Source text
┌────────

A lot of people online say that, a lot of people in person say that all he is worth is a bullet to the head. 

I guess we have better, open minded people online. :lol: He is one of a kind in every way. He carried me nicely through my gymkhana / barrel racing period. We won our share of ribbons, now we're trying to go the jumper/eventing route. He is a model citizen for the term bomb proof, and tolerates anything and everything. He also has some crazy saddling problems (luckily lying inactive right now), is horribly barn sour, would sidestep off a cliff, he has no awareness of where his body is and his surroundings. He has so much go and he is currently around 23 years old. >_>

I'm stopping myself now...I could talk about him forever.


----------



## Wallaby (Jul 13, 2008)

Completely, completely OT, but:
HDL, can we _please_ start a club called "Crazy Old Horses of HF"? Lacey and Jake could SOOOOOO be best friends. 
I only really watched the "scary show" video and that head shaking/kinda bolting/"turning in a really scary way" stuff is so familiar to me, oh man. :lol:

And his honesty was super familiar too. Lacey's the same way, she'll do everything she can to be as scary as possible (no bucking really, just everything else she can think of), but if I start falling off, it's suddenly model citizen time. 
I think they probably just like scaring the living daylights out of us and then being all "Oh! Just kidding!!" :lol:

I have no critique, at all, for you though. I'm just impressed and amused at how familiar his antics are to me. What a fantastic horse. haha!


----------



## Horsesdontlie (Mar 11, 2011)

Wallaby said:


> Completely, completely OT, but:
> HDL, can we _please_ start a club called "Crazy Old Horses of HF"? Lacey and Jake could SOOOOOO be best friends.
> I only really watched the "scary show" video and that head shaking/kinda bolting/"turning in a really scary way" stuff is so familiar to me, oh man. :lol:
> 
> ...


Hahaha. Crazy seniors. It really funny when people can't guess the horses age by just looking at them and their personality. A club should be in order for these extraordinary equines on energy drinks, with no idea to their own age. Horses that have the reckless abandon are quite rare I believe.  

I hope I have that amount of energy when I'm his relative age. We've earned the nickname Reckless and Fearless at the stables I moved to after that show.


----------



## Clava (Nov 9, 2010)

└────────

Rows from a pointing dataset
┌────────

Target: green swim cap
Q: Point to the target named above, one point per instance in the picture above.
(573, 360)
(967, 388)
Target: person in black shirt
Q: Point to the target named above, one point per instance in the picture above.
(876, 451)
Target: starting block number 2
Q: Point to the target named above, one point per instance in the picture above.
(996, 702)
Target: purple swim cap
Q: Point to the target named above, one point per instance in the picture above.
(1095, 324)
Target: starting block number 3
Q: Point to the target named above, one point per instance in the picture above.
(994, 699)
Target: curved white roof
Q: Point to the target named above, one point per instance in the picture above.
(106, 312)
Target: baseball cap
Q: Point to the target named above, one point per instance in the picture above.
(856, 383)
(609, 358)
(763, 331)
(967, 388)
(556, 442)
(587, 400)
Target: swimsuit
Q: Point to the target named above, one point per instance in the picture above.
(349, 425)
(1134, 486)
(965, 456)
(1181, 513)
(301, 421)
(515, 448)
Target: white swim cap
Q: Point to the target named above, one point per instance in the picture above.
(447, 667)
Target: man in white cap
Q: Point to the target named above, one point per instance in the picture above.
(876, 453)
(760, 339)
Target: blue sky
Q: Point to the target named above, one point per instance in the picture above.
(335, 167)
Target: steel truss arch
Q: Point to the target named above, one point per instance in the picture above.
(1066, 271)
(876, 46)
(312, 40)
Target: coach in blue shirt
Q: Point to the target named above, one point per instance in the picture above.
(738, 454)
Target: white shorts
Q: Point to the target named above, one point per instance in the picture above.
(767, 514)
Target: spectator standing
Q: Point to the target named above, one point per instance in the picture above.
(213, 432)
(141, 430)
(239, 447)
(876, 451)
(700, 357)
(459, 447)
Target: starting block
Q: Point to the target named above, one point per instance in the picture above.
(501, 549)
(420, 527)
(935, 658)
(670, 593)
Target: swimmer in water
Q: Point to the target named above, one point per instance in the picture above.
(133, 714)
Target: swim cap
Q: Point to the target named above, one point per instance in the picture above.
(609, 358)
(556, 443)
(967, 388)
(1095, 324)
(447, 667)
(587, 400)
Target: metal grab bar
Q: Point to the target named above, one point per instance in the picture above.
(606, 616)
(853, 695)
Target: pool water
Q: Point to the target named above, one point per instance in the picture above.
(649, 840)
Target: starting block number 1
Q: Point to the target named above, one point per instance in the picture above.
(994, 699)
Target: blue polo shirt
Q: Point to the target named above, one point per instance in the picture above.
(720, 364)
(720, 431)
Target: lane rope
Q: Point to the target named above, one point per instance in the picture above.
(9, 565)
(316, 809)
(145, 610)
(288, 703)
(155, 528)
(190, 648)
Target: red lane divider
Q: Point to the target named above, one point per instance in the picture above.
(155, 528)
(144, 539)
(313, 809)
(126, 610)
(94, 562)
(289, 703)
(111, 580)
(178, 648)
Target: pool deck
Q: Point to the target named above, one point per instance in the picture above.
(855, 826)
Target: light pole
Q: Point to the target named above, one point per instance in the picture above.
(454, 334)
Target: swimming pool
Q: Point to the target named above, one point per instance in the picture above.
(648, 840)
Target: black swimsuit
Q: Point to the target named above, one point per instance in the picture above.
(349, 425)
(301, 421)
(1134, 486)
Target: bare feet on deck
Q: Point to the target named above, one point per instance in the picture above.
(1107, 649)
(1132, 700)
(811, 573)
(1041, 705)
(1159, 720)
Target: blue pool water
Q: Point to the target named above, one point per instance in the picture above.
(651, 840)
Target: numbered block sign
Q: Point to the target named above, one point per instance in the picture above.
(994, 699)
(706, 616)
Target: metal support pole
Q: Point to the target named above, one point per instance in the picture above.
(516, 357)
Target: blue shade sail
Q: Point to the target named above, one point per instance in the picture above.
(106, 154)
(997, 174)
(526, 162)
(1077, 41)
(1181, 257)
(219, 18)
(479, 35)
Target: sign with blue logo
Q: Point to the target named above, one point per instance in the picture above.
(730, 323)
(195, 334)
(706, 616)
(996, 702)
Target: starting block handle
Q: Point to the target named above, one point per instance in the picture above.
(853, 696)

└────────

Tasks and exercises
1. Copy the part of the horse forum thread from "Hahaha. Crazy seniors." to "rare I believe.".
2. Pick up the forum thread about the old horses where it stops and keep it going.

Replies
1.
Hahaha. Crazy seniors. It really funny when people can't guess the horses age by just looking at them and their personality. A club should be in order for these extraordinary equines on energy drinks, with no idea to their own age. Horses that have the reckless abandon are quite rare I believe.

2.
In the top video (I can't watch the others as my computer is too slow), your lower leg is too far forward and this is seriously putting you out of balance and behind the horses's motion which does look rather stiff (as you mention). Riding without stirrups would really help bring your leg back under you.


----------



## Horsesdontlie (Mar 11, 2011)

Clava said:


> In the top video (I can't watch the others as my computer is too slow), your lower leg is too far forward and this is seriously putting you out of balance and behind the horses's motion which does look rather stiff (as you mention). Riding without stirrups would really help bring your leg back under you.


The top video is the only one that is important. The others are just old ones to compare to.

Riding without stirrups hasn't helped me, I tend to go into a more chair seat and grip with my knees. That feels more natural then having my legs back. I think more than bringing my legs back, (which I think are in a correct place on the horse, just behind the girth) its more of I need to sit farther up in the saddle instead of back against it. I believe I should also drop a hole for my flat work. Try to line it up a little better.

Correct me If I'm wrong. That is just what I see think of for placement. Thank you for the critique though.


----------



## Clava (Nov 9, 2010)

Horsesdontlie said:


> The top video is the only one that is important. The others are just old ones to compare to.
> 
> Riding without stirrups hasn't helped me, I tend to go into a more chair seat and grip with my knees. That feels more natural then having my legs back. I think more than bringing my legs back, (which I think are in a correct place on the horse, just behind the girth) its more of I need to sit farther up in the saddle instead of back against it. I believe I should also drop a hole for my flat work. Try to line it up a little better.
> 
> Correct me If I'm wrong. That is just what I see think of for placement. Thank you for the critique though.


Sorry riding without stirrups hasn't helped,that is a trusted old favourite for getting a good heel, hip, shoulder line. Lengthening your stirrups probably will help, but don't go so far that you are reaching too much as that will make you more insecure. If I was standing next to you, I'd grab your thigh , lift it,turn it slightly and bring it back (My RI does this beautifully). I don't think moving your body forward will help much, it is more about bring that leg back so that if the horse magically disappeared, you would land standing up. Hope that helps and good luck.

Edit - just watched it a bit more - you are pushing your leg forward as you push your heels down, lengthen your stirrups a bit and hold your foot level and bring it back under you. Your heel should be springy and more level and not rammed down.


----------



## Clava (Nov 9, 2010)

Just watched it a bit more - you are pushing your leg forward as you push your heels down, lengthen your stirrups a bit and hold your foot level and bring it back under you. Your heel should be springy and more level and not rammed down.


----------



## Corporal (Jul 29, 2010)

First, I really like your horse. Not only is he sweet-natured and calm, but he also knows his cues well AND he's flashy!!
I think we should all remember that riding is a very physical activity. Many of our muscles need to be strengthened before we can isolate our arms and legs from our torsos. 
I agree with half-halts, and I use them always on my horses, if for no other reason then to remind them I'm in charge!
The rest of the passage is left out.